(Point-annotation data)
◆ ◆ ◆ ◆ ◆

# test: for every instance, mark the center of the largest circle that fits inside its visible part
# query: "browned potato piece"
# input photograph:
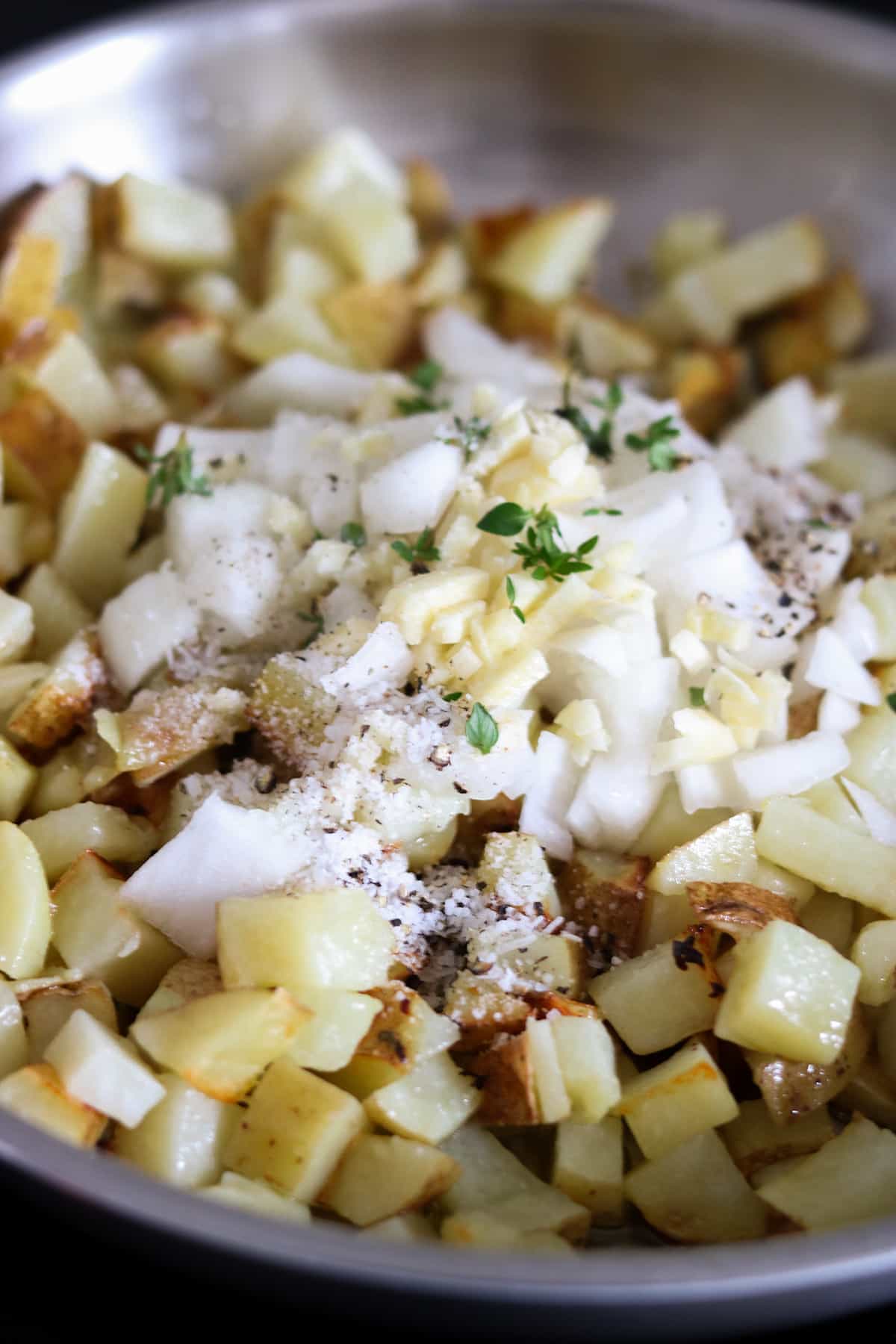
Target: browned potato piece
(163, 730)
(738, 907)
(791, 1089)
(605, 892)
(707, 385)
(482, 1009)
(42, 448)
(376, 322)
(508, 1088)
(429, 198)
(58, 703)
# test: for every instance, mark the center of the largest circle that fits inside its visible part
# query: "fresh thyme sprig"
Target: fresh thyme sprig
(173, 473)
(539, 550)
(421, 550)
(425, 376)
(657, 443)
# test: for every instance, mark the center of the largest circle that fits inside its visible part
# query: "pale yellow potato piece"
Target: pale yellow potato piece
(60, 836)
(102, 1070)
(830, 917)
(97, 934)
(341, 1019)
(220, 1043)
(429, 1104)
(586, 1055)
(696, 1194)
(172, 225)
(25, 905)
(18, 779)
(849, 1180)
(755, 1140)
(652, 1003)
(183, 1139)
(47, 1007)
(77, 383)
(37, 1095)
(294, 1130)
(334, 939)
(875, 954)
(99, 523)
(830, 855)
(58, 612)
(790, 995)
(588, 1167)
(255, 1196)
(403, 1034)
(382, 1176)
(547, 257)
(13, 1042)
(679, 1098)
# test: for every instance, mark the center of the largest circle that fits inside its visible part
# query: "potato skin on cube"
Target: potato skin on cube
(790, 994)
(294, 1130)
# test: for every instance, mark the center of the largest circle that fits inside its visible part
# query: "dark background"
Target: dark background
(69, 1281)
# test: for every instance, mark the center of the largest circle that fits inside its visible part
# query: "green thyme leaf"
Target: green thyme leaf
(354, 534)
(173, 473)
(509, 588)
(657, 441)
(481, 729)
(504, 520)
(421, 550)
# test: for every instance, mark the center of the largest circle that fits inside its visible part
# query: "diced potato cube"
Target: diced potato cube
(220, 1043)
(294, 1130)
(828, 853)
(63, 697)
(653, 1003)
(370, 233)
(74, 379)
(748, 277)
(255, 1196)
(405, 1033)
(332, 939)
(25, 905)
(588, 1167)
(382, 1176)
(790, 994)
(588, 1063)
(42, 448)
(18, 779)
(97, 1068)
(875, 954)
(429, 1104)
(13, 1043)
(171, 225)
(547, 257)
(97, 934)
(514, 868)
(755, 1140)
(684, 1095)
(37, 1095)
(696, 1194)
(183, 1139)
(99, 523)
(58, 612)
(49, 1006)
(605, 892)
(793, 1089)
(849, 1180)
(111, 833)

◆ ◆ ◆ ◆ ◆

### EXERCISE OBJECTIVE:
Output the lines from the start of the entries through the line containing "(679, 1098)" as a Markdown table with the columns "Row" and "Line", skipping blank lines. Leave out the pictures.

### TASK OUTPUT:
| Row | Line |
|---|---|
| 1 | # test: for every instance, mark the center of the largest circle that fits inside its visible part |
| 2 | # query: "browned potato piece" |
| 3 | # input photograph: |
| 4 | Target: browned potato piece |
| 5 | (163, 730) |
| 6 | (738, 907) |
| 7 | (791, 1089) |
| 8 | (605, 892) |
| 9 | (707, 385) |
| 10 | (482, 1009) |
| 11 | (42, 448) |
| 12 | (376, 322) |
| 13 | (508, 1088) |
| 14 | (429, 198) |
| 15 | (58, 703) |
| 16 | # test: for every instance, mark the center of the largest circle that fits inside its visible part |
| 17 | # query: "fresh thyme sprig" |
| 18 | Target: fresh thyme sprig |
| 19 | (173, 473) |
| 20 | (539, 550) |
| 21 | (421, 550) |
| 22 | (425, 376) |
| 23 | (657, 443) |
| 24 | # test: for every instance, mark the center of the largest circle that fits inside its visible part |
| 25 | # query: "pale yellow potato piece" |
| 26 | Target: pale yellow potato piece |
| 27 | (60, 836) |
| 28 | (102, 1070) |
| 29 | (830, 917) |
| 30 | (97, 934) |
| 31 | (341, 1019) |
| 32 | (220, 1043) |
| 33 | (429, 1104) |
| 34 | (586, 1055) |
| 35 | (696, 1194) |
| 36 | (172, 225) |
| 37 | (25, 905) |
| 38 | (18, 779) |
| 39 | (849, 1180) |
| 40 | (755, 1140) |
| 41 | (652, 1003) |
| 42 | (183, 1139) |
| 43 | (47, 1007) |
| 44 | (77, 383) |
| 45 | (37, 1095) |
| 46 | (294, 1130) |
| 47 | (334, 939) |
| 48 | (875, 954) |
| 49 | (99, 523) |
| 50 | (830, 855) |
| 51 | (58, 612) |
| 52 | (790, 995) |
| 53 | (588, 1167) |
| 54 | (255, 1196) |
| 55 | (403, 1034) |
| 56 | (382, 1176) |
| 57 | (547, 257) |
| 58 | (13, 1042) |
| 59 | (679, 1098) |